** START OF Passage provided **

I ended up keeping the 180C and sold the 180B to another member here on the forum. I ended up changing the bed knife on it as well, then a member got me in contact with the guy at our course and he picked it up to service it this.









April 5 2019


Some pictures of the turf over the past couple months...it is slowly getting better....I am hitting it with 1-1.5N per month as well as on my second app of PGR...my first time doing that...which I now see why everyone loves it.









I also picked up a sunjoe dethatcher/scarifier...it is awesome...I could probably use this for sprigs...







My upcoming plans...4 yards of sand ideally June 14...level some of my areas that are not nearly as flat as they need to be for my greens mower to do and cut like I want it to...and to help with the drainage when the water toys have to come out...

Current state of affairs...











Thanks for reading and watching...love the input and constructive criticism is always welcome.


----------



## ctrav (Aug 18, 2018)

Enjoyed reading your journal! You have come a long way (literally) and done wonders with your lawns. Looking forward to seeing your posts as you obviously have knowledge...


----------



## Bmossin (May 31, 2018)

** END OF Passage provided **
** START OF Recorded information **

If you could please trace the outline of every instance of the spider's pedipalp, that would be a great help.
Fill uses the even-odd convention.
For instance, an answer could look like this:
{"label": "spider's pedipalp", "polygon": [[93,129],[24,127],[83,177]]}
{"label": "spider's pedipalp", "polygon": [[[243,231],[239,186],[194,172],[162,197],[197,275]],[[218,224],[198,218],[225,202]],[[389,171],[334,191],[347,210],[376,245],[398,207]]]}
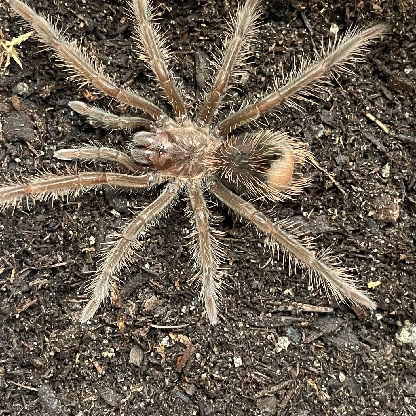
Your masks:
{"label": "spider's pedipalp", "polygon": [[218,243],[210,226],[209,213],[201,186],[190,182],[188,190],[198,239],[194,248],[194,257],[199,271],[193,280],[198,280],[201,284],[200,299],[203,301],[208,319],[214,325],[218,322],[217,304],[221,283],[218,270],[221,257]]}
{"label": "spider's pedipalp", "polygon": [[149,173],[140,176],[123,173],[84,172],[77,175],[50,173],[34,178],[26,183],[0,186],[0,211],[15,206],[25,196],[44,201],[67,195],[76,196],[80,192],[104,185],[124,188],[147,188],[166,180],[161,174]]}
{"label": "spider's pedipalp", "polygon": [[320,79],[330,75],[331,71],[344,71],[346,64],[353,63],[357,56],[364,53],[366,47],[386,33],[389,27],[387,24],[380,23],[363,30],[352,31],[332,45],[327,54],[320,61],[305,69],[301,68],[294,71],[292,77],[281,87],[258,102],[228,116],[218,125],[219,134],[225,136],[239,126],[254,121],[284,101],[297,98],[297,94],[302,96],[310,94],[308,87],[312,86],[313,92],[314,84]]}
{"label": "spider's pedipalp", "polygon": [[255,23],[259,15],[256,11],[258,3],[259,0],[248,0],[233,19],[234,29],[224,45],[222,62],[199,116],[203,124],[209,124],[212,120],[236,68],[240,66],[249,55],[248,45],[254,40]]}
{"label": "spider's pedipalp", "polygon": [[101,302],[109,295],[110,289],[119,280],[120,270],[131,261],[136,248],[138,238],[146,226],[158,218],[176,198],[181,187],[179,182],[172,182],[165,187],[161,195],[124,227],[104,254],[97,275],[89,285],[92,295],[82,310],[79,318],[82,323],[87,322],[95,313]]}
{"label": "spider's pedipalp", "polygon": [[[166,94],[179,119],[186,116],[186,108],[178,90],[175,77],[168,69],[169,54],[163,46],[162,35],[154,22],[150,7],[150,0],[129,0],[134,15],[137,37],[140,49],[144,53],[144,61],[150,66]],[[143,54],[139,52],[141,57]]]}
{"label": "spider's pedipalp", "polygon": [[136,173],[144,170],[144,166],[138,164],[128,155],[111,147],[85,145],[69,149],[59,149],[54,152],[53,155],[54,157],[61,160],[78,159],[88,161],[110,161]]}
{"label": "spider's pedipalp", "polygon": [[353,281],[345,269],[337,269],[318,258],[296,241],[295,238],[275,225],[264,214],[251,204],[227,189],[218,179],[208,184],[212,193],[233,211],[253,223],[261,231],[273,239],[289,258],[293,259],[309,271],[312,280],[317,280],[327,296],[331,292],[342,301],[375,309],[376,304],[354,286]]}
{"label": "spider's pedipalp", "polygon": [[14,11],[29,22],[40,42],[55,52],[57,57],[65,66],[73,70],[76,76],[90,84],[106,95],[120,102],[142,110],[157,119],[163,112],[157,106],[141,97],[132,90],[117,87],[105,73],[100,64],[92,62],[74,42],[69,42],[47,20],[38,15],[20,0],[9,0]]}
{"label": "spider's pedipalp", "polygon": [[123,130],[129,131],[134,127],[143,127],[149,131],[156,129],[151,121],[141,117],[126,117],[116,116],[108,111],[88,105],[82,101],[70,101],[68,105],[74,111],[85,116],[94,127],[102,127],[111,130]]}

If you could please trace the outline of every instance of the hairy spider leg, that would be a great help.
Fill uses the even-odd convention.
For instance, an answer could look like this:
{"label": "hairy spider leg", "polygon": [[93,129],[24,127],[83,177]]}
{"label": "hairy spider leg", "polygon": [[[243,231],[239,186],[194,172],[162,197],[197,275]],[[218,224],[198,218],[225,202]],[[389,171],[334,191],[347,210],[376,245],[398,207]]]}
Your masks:
{"label": "hairy spider leg", "polygon": [[[376,38],[385,33],[389,28],[386,23],[380,23],[364,30],[352,30],[347,33],[332,48],[323,54],[324,57],[307,67],[305,70],[294,71],[288,82],[280,88],[260,99],[233,113],[220,123],[218,134],[225,136],[243,124],[253,121],[261,115],[272,109],[291,97],[299,99],[303,95],[312,94],[314,83],[320,78],[330,75],[331,72],[346,71],[344,65],[349,61],[354,64],[365,52],[365,47]],[[318,54],[317,52],[317,54]],[[347,70],[348,70],[347,69]]]}
{"label": "hairy spider leg", "polygon": [[355,287],[353,281],[345,274],[345,269],[337,270],[317,258],[314,253],[297,241],[293,236],[276,227],[266,215],[231,192],[218,179],[211,179],[208,185],[213,194],[220,201],[270,235],[284,252],[290,257],[293,255],[296,260],[309,269],[312,277],[318,279],[327,295],[329,290],[342,301],[347,300],[354,305],[369,309],[376,308],[374,302]]}
{"label": "hairy spider leg", "polygon": [[188,196],[195,224],[194,235],[198,241],[194,247],[196,268],[199,272],[192,280],[201,284],[200,299],[203,301],[205,311],[210,322],[215,325],[218,322],[217,302],[220,296],[221,280],[218,267],[221,255],[218,242],[215,238],[213,230],[210,226],[209,213],[199,183],[190,182]]}
{"label": "hairy spider leg", "polygon": [[109,245],[108,251],[104,252],[97,275],[89,285],[91,298],[79,318],[82,323],[87,322],[101,302],[109,295],[111,287],[116,286],[119,280],[116,275],[131,260],[135,249],[138,248],[138,238],[144,232],[146,226],[150,225],[151,222],[173,201],[181,187],[178,181],[170,182],[156,199],[126,225],[121,234],[114,236],[114,241]]}
{"label": "hairy spider leg", "polygon": [[140,176],[124,173],[84,172],[77,175],[44,174],[26,183],[14,183],[0,186],[0,208],[15,206],[24,196],[45,201],[81,192],[104,185],[124,188],[147,188],[166,180],[161,174],[149,173]]}
{"label": "hairy spider leg", "polygon": [[143,165],[139,165],[128,155],[111,147],[90,146],[86,145],[68,149],[60,149],[54,157],[61,160],[77,159],[86,161],[109,161],[114,162],[128,169],[132,173],[140,173],[146,170]]}
{"label": "hairy spider leg", "polygon": [[95,106],[89,105],[82,101],[70,101],[68,106],[74,111],[85,116],[94,127],[111,130],[130,131],[135,127],[142,127],[148,131],[155,131],[156,126],[151,121],[141,117],[116,116]]}
{"label": "hairy spider leg", "polygon": [[41,42],[52,49],[64,65],[73,69],[75,76],[84,83],[89,83],[97,89],[120,102],[140,109],[157,120],[164,116],[157,106],[130,89],[119,87],[105,72],[103,66],[93,62],[74,42],[69,42],[61,37],[49,21],[37,14],[20,0],[9,0],[13,10],[29,22]]}
{"label": "hairy spider leg", "polygon": [[224,92],[229,87],[230,78],[239,72],[245,60],[250,54],[248,45],[254,40],[255,26],[259,13],[256,10],[259,0],[248,0],[240,7],[232,19],[235,28],[227,40],[222,52],[222,63],[211,90],[206,94],[205,103],[198,119],[203,125],[209,124],[216,113]]}
{"label": "hairy spider leg", "polygon": [[[130,0],[136,24],[135,40],[144,53],[144,60],[150,67],[179,119],[187,116],[186,108],[176,86],[175,77],[167,68],[169,53],[163,45],[162,34],[154,21],[149,0]],[[143,54],[139,52],[141,57]]]}

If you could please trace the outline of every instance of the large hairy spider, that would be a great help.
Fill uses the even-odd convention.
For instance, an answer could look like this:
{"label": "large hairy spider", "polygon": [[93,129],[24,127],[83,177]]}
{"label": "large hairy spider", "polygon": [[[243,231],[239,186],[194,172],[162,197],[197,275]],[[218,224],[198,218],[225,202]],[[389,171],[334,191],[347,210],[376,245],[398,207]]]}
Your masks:
{"label": "large hairy spider", "polygon": [[[316,255],[291,232],[288,223],[278,226],[243,199],[281,201],[298,195],[308,183],[294,172],[313,158],[301,143],[285,133],[257,129],[253,133],[231,134],[238,127],[284,104],[297,106],[322,87],[334,72],[351,73],[346,64],[359,61],[365,47],[386,29],[383,23],[364,30],[349,30],[326,50],[316,52],[315,61],[304,60],[281,85],[276,83],[268,95],[235,112],[217,117],[222,99],[239,73],[255,40],[259,0],[247,0],[231,21],[233,28],[226,37],[220,58],[216,59],[218,73],[207,88],[195,119],[168,69],[169,53],[155,22],[150,0],[129,0],[141,57],[154,74],[173,108],[174,117],[137,92],[117,87],[104,67],[93,62],[77,44],[64,38],[48,20],[19,0],[9,0],[15,11],[28,22],[40,41],[53,50],[56,56],[84,83],[119,102],[138,109],[152,119],[120,116],[79,101],[69,103],[74,110],[86,116],[94,126],[131,131],[129,154],[109,147],[86,145],[62,149],[55,157],[69,161],[105,160],[125,171],[111,171],[77,174],[40,176],[25,182],[0,187],[0,206],[14,206],[25,196],[45,200],[97,188],[104,184],[132,188],[166,185],[160,196],[128,223],[104,251],[99,269],[90,286],[90,300],[80,320],[84,322],[97,311],[119,280],[120,270],[133,255],[139,239],[156,219],[185,193],[194,224],[195,277],[201,284],[201,298],[210,321],[218,321],[223,255],[212,229],[204,193],[209,193],[239,216],[254,224],[267,237],[268,244],[278,248],[309,272],[327,295],[371,309],[374,302],[354,285],[344,268],[337,268],[326,254]],[[295,100],[295,101],[294,101]]]}

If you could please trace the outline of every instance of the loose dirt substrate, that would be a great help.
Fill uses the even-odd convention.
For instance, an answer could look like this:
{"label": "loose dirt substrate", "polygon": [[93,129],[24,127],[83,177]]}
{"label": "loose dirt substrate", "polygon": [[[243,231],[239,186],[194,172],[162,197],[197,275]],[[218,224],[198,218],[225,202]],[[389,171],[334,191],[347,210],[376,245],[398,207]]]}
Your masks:
{"label": "loose dirt substrate", "polygon": [[[125,2],[30,2],[54,20],[59,16],[83,46],[98,50],[120,84],[163,102],[132,53]],[[172,66],[188,102],[196,100],[196,79],[202,85],[209,73],[200,51],[216,53],[236,3],[157,2]],[[298,220],[318,247],[332,245],[362,286],[379,281],[369,291],[376,311],[336,303],[328,313],[293,307],[296,302],[323,310],[328,303],[308,290],[301,270],[290,275],[281,259],[269,262],[252,227],[214,206],[229,275],[223,317],[213,327],[187,282],[191,226],[181,201],[149,231],[124,272],[122,306],[100,309],[91,325],[80,327],[84,282],[96,269],[102,243],[157,191],[104,189],[53,207],[24,204],[13,215],[11,210],[0,214],[0,414],[414,414],[415,346],[401,344],[395,335],[406,321],[411,327],[416,320],[415,6],[411,0],[288,3],[262,5],[258,52],[230,91],[226,112],[244,97],[270,91],[274,72],[288,73],[302,49],[310,54],[312,41],[327,40],[332,24],[340,33],[356,21],[392,24],[391,33],[357,65],[357,76],[339,77],[324,99],[307,104],[306,115],[283,109],[268,119],[272,128],[291,129],[308,142],[339,186],[308,167],[313,184],[298,200],[262,208],[277,219]],[[7,3],[0,4],[0,27],[10,40],[22,32],[22,25]],[[0,74],[2,180],[62,170],[55,149],[91,140],[125,144],[128,138],[92,128],[67,105],[86,97],[102,106],[109,100],[96,101],[88,87],[66,80],[36,42],[25,42],[21,57],[22,70],[12,62]],[[134,114],[114,103],[110,108]]]}

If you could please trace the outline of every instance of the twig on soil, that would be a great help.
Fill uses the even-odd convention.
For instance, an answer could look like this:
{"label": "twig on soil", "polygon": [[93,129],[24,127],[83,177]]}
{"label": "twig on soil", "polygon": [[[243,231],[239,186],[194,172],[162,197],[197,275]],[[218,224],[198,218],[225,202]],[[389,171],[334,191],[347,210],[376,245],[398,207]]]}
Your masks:
{"label": "twig on soil", "polygon": [[390,134],[390,130],[389,130],[389,128],[385,124],[383,124],[379,120],[377,120],[372,114],[367,113],[367,111],[364,110],[363,110],[361,111],[361,113],[363,115],[365,116],[369,120],[371,120],[372,121],[375,123],[384,133],[387,134]]}
{"label": "twig on soil", "polygon": [[20,387],[21,389],[26,389],[26,390],[32,390],[32,391],[39,391],[37,389],[35,389],[35,387],[31,387],[29,386],[25,386],[22,383],[15,383],[14,381],[12,381],[11,380],[8,380],[7,381],[9,383],[11,383],[12,384],[14,384],[15,386],[17,386],[18,387]]}
{"label": "twig on soil", "polygon": [[287,305],[283,302],[277,302],[274,300],[270,301],[267,303],[277,306],[277,310],[285,312],[296,310],[298,312],[318,312],[320,313],[329,313],[334,312],[334,308],[330,306],[317,306],[315,305],[311,305],[308,303],[292,302],[290,305]]}
{"label": "twig on soil", "polygon": [[347,192],[346,192],[345,191],[342,189],[342,187],[339,184],[338,181],[331,174],[331,173],[328,171],[327,171],[324,168],[322,168],[322,166],[319,166],[317,162],[314,163],[314,166],[317,168],[320,171],[322,171],[324,173],[325,173],[325,174],[326,175],[328,178],[329,178],[331,181],[341,191],[342,195],[344,195],[344,197],[347,198]]}
{"label": "twig on soil", "polygon": [[149,324],[151,328],[156,328],[157,329],[177,329],[181,328],[185,328],[187,327],[188,324],[183,324],[182,325],[156,325],[154,324]]}
{"label": "twig on soil", "polygon": [[279,390],[281,390],[283,387],[285,387],[291,384],[293,382],[293,380],[287,380],[285,381],[282,381],[281,383],[279,383],[278,384],[276,384],[275,386],[272,386],[270,387],[263,389],[254,396],[254,398],[259,399],[263,396],[267,396],[268,394],[275,393],[276,391],[278,391]]}

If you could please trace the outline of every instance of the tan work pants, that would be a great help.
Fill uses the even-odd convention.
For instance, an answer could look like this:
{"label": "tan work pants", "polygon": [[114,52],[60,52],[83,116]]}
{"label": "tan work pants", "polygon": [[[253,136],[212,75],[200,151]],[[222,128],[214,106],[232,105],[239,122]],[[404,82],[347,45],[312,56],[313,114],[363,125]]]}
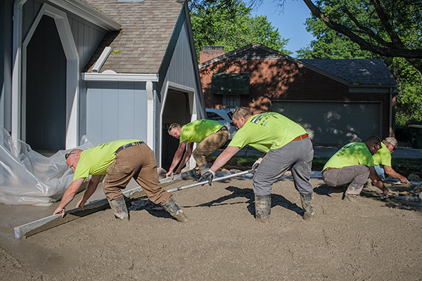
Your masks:
{"label": "tan work pants", "polygon": [[210,155],[221,148],[229,139],[229,131],[224,129],[212,133],[203,140],[192,152],[198,166],[206,164],[210,159]]}
{"label": "tan work pants", "polygon": [[124,148],[116,155],[103,181],[103,190],[113,200],[122,196],[122,190],[133,178],[151,201],[163,204],[172,197],[160,185],[154,152],[146,144]]}

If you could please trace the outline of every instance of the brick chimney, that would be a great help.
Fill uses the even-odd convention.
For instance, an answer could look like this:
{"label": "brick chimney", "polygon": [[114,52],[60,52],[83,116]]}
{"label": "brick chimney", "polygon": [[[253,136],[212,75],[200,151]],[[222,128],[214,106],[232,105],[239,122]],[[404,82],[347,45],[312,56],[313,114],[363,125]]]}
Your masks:
{"label": "brick chimney", "polygon": [[202,51],[199,51],[199,63],[203,63],[225,53],[224,47],[222,46],[203,46]]}

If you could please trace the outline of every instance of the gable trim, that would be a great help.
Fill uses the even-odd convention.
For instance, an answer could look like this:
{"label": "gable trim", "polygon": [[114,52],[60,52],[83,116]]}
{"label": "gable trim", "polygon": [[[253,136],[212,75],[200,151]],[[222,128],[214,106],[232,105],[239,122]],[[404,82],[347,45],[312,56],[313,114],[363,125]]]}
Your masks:
{"label": "gable trim", "polygon": [[84,4],[77,0],[49,0],[65,11],[72,13],[93,24],[108,30],[119,30],[120,23],[112,20],[95,8]]}

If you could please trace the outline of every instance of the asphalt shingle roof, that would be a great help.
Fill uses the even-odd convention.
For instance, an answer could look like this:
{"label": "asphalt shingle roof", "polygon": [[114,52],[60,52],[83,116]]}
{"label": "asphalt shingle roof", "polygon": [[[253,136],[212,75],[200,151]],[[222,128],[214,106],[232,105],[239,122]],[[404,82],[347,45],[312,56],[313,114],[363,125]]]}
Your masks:
{"label": "asphalt shingle roof", "polygon": [[350,84],[364,85],[397,85],[392,74],[381,59],[298,60],[259,43],[252,43],[201,63],[199,68],[222,60],[289,60],[318,68]]}
{"label": "asphalt shingle roof", "polygon": [[301,60],[350,83],[365,85],[397,85],[381,59]]}
{"label": "asphalt shingle roof", "polygon": [[183,0],[84,0],[122,25],[120,32],[110,32],[85,67],[91,67],[105,46],[113,52],[100,72],[158,73]]}

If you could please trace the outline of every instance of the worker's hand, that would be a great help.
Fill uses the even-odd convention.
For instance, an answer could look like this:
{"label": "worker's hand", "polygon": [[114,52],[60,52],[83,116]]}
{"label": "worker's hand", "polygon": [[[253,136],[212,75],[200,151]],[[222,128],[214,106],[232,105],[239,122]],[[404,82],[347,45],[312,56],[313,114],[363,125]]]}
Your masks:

** END OF Recorded information **

**Task set:**
(a) How many lines of the records contain the string "trim", with case counting? Give only the number.
(b) Could you carry on the lawn-care forum thread from where it stops?

**Responses to the tasks:**
(a) 4

(b)
Thanks @ctrav!!! It is something I really enjoy.


----------



## Buffalolawny (Nov 24, 2018)

Good to see a good looking lawn used as a backyard should.
kids, dogs, cats, feral animals (last one a joke).

its hard to take a good photo of grass. it always looks "less" in the photo than in real life.


----------



## Bmossin (May 31, 2018)

Thanks @Buffalolawny. It gets used. We try to make sure we play outside as much as we can.


----------



## stepper (Jan 6, 2019)

Awesome job man! Didn't realize you were from the north. I'm originally from NY, and my brother in law is from Columbus. Small world. Took me a year to learn (and still learning) warm season grass haha


----------



## Bmossin (May 31, 2018)

Saturday morning the 180C came back home. Had it greased, but more importantly the reel was ground.

I had put the grooved roller on and a new bed knife myself before it went in for the grind. The cut is awesome now.







Saturday I also finished the rest of my backyard with the Sunjoe scarifier cartridge. Good stuff. I I let it dry for a day then picked it up Sunday morning with a rake and then went over everything with the bagger and rotary. I'm trying to decide to level this coming weekend, or wait until after July 4th when the wife and kids are out of town and I wont be bothered lol.









I also decided I am going to do a test on my front yard. The front is maintained by the HOA. I measured off a 500 square foot section and did a scalp. If i can get it back to green quickly and filling in well within 2-3 weeks, the front yard might be going reel low. PLan would be to scalp to 1/2 then bump up to 5/8 or 3/4 as the front is far from smooth and flat.


----------



## ctrav (Aug 18, 2018)

Where did you go for the reel work?


----------



## Bmossin (May 31, 2018)

ctrav said:


> Where did you go for the reel work?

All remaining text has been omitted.